** Task item **
An exact copy of the records below is needed, with every picture left out.

** Saved data entries **
Start of Block
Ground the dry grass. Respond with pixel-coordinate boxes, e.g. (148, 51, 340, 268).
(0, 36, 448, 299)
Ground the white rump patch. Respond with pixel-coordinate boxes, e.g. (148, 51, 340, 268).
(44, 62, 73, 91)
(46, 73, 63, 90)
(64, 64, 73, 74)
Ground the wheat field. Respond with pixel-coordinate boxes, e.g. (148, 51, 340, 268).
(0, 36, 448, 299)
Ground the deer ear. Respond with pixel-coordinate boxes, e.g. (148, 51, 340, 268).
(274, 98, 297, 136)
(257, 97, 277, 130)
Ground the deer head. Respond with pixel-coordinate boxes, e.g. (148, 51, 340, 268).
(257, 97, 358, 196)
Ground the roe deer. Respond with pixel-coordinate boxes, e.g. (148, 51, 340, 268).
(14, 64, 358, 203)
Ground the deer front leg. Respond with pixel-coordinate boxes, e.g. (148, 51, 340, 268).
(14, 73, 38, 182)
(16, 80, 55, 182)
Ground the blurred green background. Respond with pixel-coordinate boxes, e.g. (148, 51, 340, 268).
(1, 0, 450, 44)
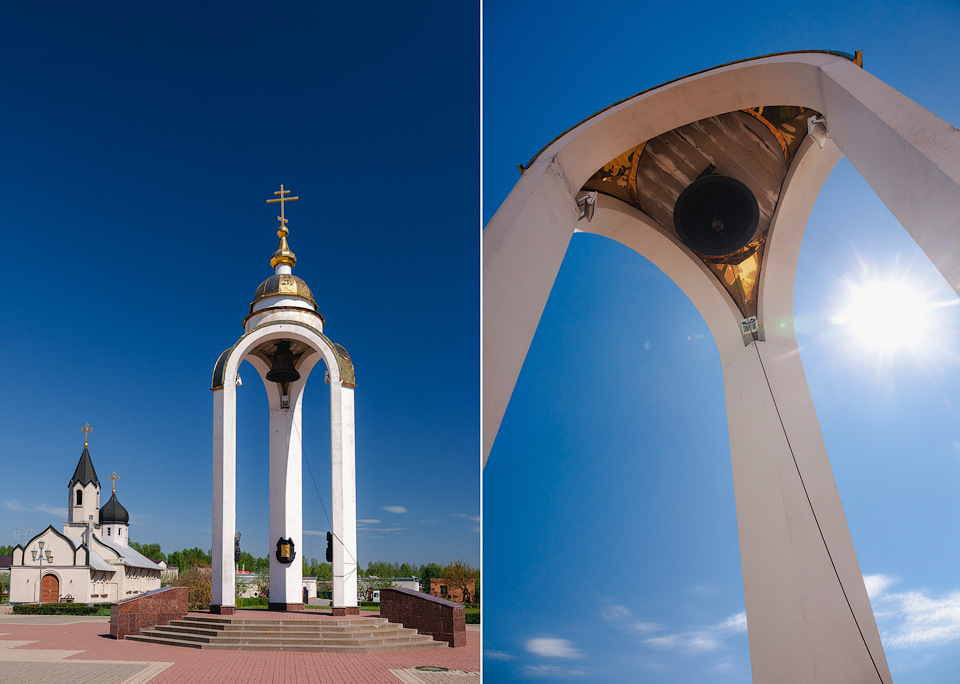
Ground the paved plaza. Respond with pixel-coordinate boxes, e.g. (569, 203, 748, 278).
(0, 610, 480, 684)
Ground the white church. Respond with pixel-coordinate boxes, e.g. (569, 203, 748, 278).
(9, 433, 162, 604)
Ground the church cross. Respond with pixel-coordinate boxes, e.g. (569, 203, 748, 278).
(266, 184, 299, 235)
(81, 423, 93, 447)
(109, 472, 120, 494)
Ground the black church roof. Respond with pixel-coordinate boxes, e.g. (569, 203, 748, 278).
(69, 446, 100, 488)
(99, 492, 129, 524)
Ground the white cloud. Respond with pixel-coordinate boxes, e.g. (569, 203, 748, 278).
(34, 504, 67, 518)
(863, 573, 960, 650)
(453, 513, 480, 522)
(876, 590, 960, 649)
(525, 637, 583, 659)
(303, 530, 325, 536)
(689, 584, 717, 595)
(864, 574, 899, 600)
(358, 527, 406, 533)
(646, 633, 722, 653)
(601, 604, 664, 634)
(3, 500, 66, 518)
(357, 519, 381, 524)
(381, 505, 407, 514)
(521, 665, 585, 678)
(643, 611, 748, 655)
(484, 650, 515, 660)
(718, 612, 747, 633)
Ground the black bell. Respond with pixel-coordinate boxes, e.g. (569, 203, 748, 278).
(266, 340, 300, 384)
(673, 174, 759, 257)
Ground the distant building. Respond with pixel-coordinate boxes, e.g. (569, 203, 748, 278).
(8, 435, 161, 604)
(429, 578, 475, 604)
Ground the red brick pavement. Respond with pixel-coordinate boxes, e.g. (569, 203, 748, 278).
(0, 610, 480, 683)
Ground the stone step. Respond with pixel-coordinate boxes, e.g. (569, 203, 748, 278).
(155, 624, 224, 637)
(180, 616, 388, 628)
(201, 641, 446, 653)
(126, 614, 445, 652)
(125, 634, 205, 648)
(198, 635, 437, 648)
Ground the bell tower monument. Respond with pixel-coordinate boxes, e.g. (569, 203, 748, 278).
(211, 186, 359, 614)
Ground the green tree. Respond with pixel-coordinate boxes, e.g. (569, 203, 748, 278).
(441, 560, 476, 603)
(0, 545, 15, 556)
(366, 560, 401, 577)
(166, 547, 211, 571)
(419, 563, 443, 592)
(129, 541, 165, 562)
(399, 562, 416, 577)
(168, 563, 211, 609)
(237, 551, 259, 572)
(315, 562, 332, 581)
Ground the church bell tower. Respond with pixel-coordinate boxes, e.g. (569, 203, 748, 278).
(65, 423, 101, 541)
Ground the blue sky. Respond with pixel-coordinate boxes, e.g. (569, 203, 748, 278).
(483, 2, 960, 682)
(0, 3, 479, 569)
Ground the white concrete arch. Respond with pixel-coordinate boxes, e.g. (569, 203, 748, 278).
(485, 50, 960, 682)
(212, 319, 357, 615)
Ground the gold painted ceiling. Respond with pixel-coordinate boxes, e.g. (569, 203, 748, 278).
(582, 106, 820, 319)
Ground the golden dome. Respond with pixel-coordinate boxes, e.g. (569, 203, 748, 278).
(249, 273, 317, 314)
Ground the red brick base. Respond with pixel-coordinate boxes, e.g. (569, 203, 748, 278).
(111, 587, 189, 639)
(210, 605, 235, 615)
(332, 606, 361, 616)
(268, 602, 305, 611)
(380, 588, 466, 647)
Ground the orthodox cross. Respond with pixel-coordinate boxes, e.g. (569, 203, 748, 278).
(109, 471, 120, 494)
(266, 184, 299, 235)
(81, 423, 93, 447)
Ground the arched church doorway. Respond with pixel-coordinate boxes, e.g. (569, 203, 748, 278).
(40, 574, 59, 603)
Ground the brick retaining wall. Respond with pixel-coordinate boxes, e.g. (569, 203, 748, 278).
(110, 586, 188, 639)
(379, 587, 465, 647)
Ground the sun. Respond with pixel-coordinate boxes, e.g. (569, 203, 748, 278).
(834, 279, 931, 352)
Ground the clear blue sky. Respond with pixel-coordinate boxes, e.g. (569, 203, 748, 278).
(0, 3, 479, 569)
(483, 2, 960, 682)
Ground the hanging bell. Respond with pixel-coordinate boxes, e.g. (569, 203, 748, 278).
End of Block
** Reply **
Ground the dry grass. Respond with pixel-coordinate boxes, e.g. (148, 51, 340, 268).
(0, 36, 448, 299)
Ground the white rump patch. Respond with pixel-coordinate boxes, e.g. (148, 51, 340, 268).
(44, 62, 73, 91)
(46, 73, 63, 90)
(64, 64, 73, 74)
Ground the wheat field. Respond with pixel-coordinate boxes, e.g. (148, 51, 340, 268).
(0, 36, 448, 299)
Ground the deer ear. Respond with pixel-coordinate boxes, e.g. (148, 51, 340, 268).
(274, 98, 297, 136)
(257, 97, 277, 130)
Ground the deer head. Respond with pixel-coordinate boxes, e.g. (148, 51, 340, 268).
(257, 97, 358, 196)
Ground the roe deer. Respond with pixel-coordinate boxes, e.g. (148, 51, 340, 268).
(14, 64, 358, 203)
Ground the deer front leg. Respond with pixel-coordinate boxes, e.g. (148, 51, 340, 268).
(14, 73, 38, 182)
(16, 80, 55, 182)
Ground the blurred green background. Respond with pixel-coordinate boxes, e.g. (148, 51, 340, 268).
(1, 0, 450, 44)
Ground the paved plaza. Respond with pixel-coordinate boxes, e.g. (569, 203, 748, 278).
(0, 610, 480, 684)
Ground the white church. Respond with pixel-coordinate boxes, e.g. (569, 203, 748, 278).
(9, 433, 162, 604)
Ground the church cross. Respond with pixel-coordinate boxes, e.g. (569, 203, 748, 278).
(266, 184, 299, 235)
(81, 423, 93, 447)
(109, 472, 120, 494)
Ground the black church roof. Respond with pixel-coordinate boxes, e.g. (569, 203, 748, 278).
(69, 446, 100, 488)
(99, 492, 129, 524)
Ground the white cloud. Respond with pixel-coordinate boxes, e.g. (569, 203, 748, 278).
(34, 504, 67, 518)
(863, 573, 960, 650)
(453, 513, 480, 522)
(876, 590, 960, 649)
(525, 637, 583, 659)
(303, 530, 325, 536)
(689, 584, 717, 595)
(864, 574, 899, 600)
(358, 527, 406, 533)
(646, 633, 722, 653)
(601, 604, 664, 634)
(3, 500, 66, 518)
(357, 519, 381, 524)
(381, 505, 407, 514)
(521, 665, 585, 678)
(643, 611, 748, 655)
(484, 650, 515, 660)
(718, 612, 747, 633)
Ground the black bell. Respond with pixel-coordinate boxes, e.g. (569, 203, 748, 278).
(266, 340, 300, 384)
(673, 174, 759, 257)
Ground the distant building. Respond with pixel-coordinate boxes, e.g. (569, 203, 748, 278).
(8, 435, 161, 604)
(429, 578, 475, 604)
Ground the red brick pavement. Respond with pixel-coordinate boxes, e.g. (569, 203, 748, 278).
(0, 610, 480, 683)
Ground the stone step. Respond with pixel-coordinate boxes, e.g. (569, 203, 748, 278).
(155, 624, 224, 637)
(180, 616, 388, 628)
(201, 641, 446, 653)
(126, 614, 445, 652)
(125, 634, 205, 648)
(198, 635, 437, 648)
Ground the bell tower monument. Respond with pixel-coordinate boxes, e.g. (569, 203, 748, 278).
(211, 186, 359, 614)
Ground the green tree. Respond with pixel-coordinate boxes, e.g. (569, 203, 748, 278).
(441, 560, 476, 603)
(0, 545, 15, 556)
(366, 560, 401, 577)
(166, 547, 211, 571)
(419, 563, 443, 592)
(129, 541, 165, 562)
(399, 562, 416, 577)
(168, 563, 211, 609)
(237, 551, 259, 572)
(315, 562, 332, 581)
Ground the church bell tower. Respond with pixel-coordinate boxes, e.g. (569, 203, 748, 278).
(65, 423, 101, 541)
Ground the blue sky. Respond with pixel-coordinate boxes, e.g. (569, 203, 748, 278).
(483, 2, 960, 682)
(0, 3, 479, 569)
Ground the white concrete arch. Respond with pixel-coordinate boxes, e.g. (569, 203, 748, 278).
(485, 50, 960, 682)
(212, 319, 357, 615)
Ground the gold painted ceiling. Respond with pixel-coordinate boxes, e.g. (569, 203, 748, 278).
(582, 106, 820, 319)
Ground the golden dome. Respond with pixel-coordinate boxes, e.g. (569, 203, 748, 278).
(249, 273, 317, 314)
Ground the red brick base. Respond with pixel-coordinate boxes, e.g. (569, 203, 748, 278).
(111, 587, 189, 639)
(210, 605, 235, 615)
(332, 606, 361, 616)
(268, 602, 305, 611)
(380, 588, 466, 647)
Ground the orthodox cross. Respond with pixel-coordinate boxes, e.g. (569, 203, 748, 278).
(109, 471, 120, 494)
(266, 184, 299, 235)
(81, 423, 93, 447)
Ground the arched church doorway. Respond with pixel-coordinate boxes, e.g. (569, 203, 748, 278).
(40, 574, 59, 603)
Ground the brick retaining wall. Respond with pixel-coordinate boxes, e.g. (569, 203, 748, 278).
(110, 586, 188, 639)
(379, 587, 465, 647)
Ground the sun. Respond with pixel-coordinate boxes, e.g. (569, 203, 748, 278).
(834, 279, 931, 352)
Ground the clear blue sky. Respond with pixel-coordinate boxes, e.g. (569, 203, 748, 278).
(0, 3, 479, 569)
(483, 2, 960, 682)
Ground the hanging bell. Respond with pixel-coordinate boxes, e.g. (569, 203, 748, 278).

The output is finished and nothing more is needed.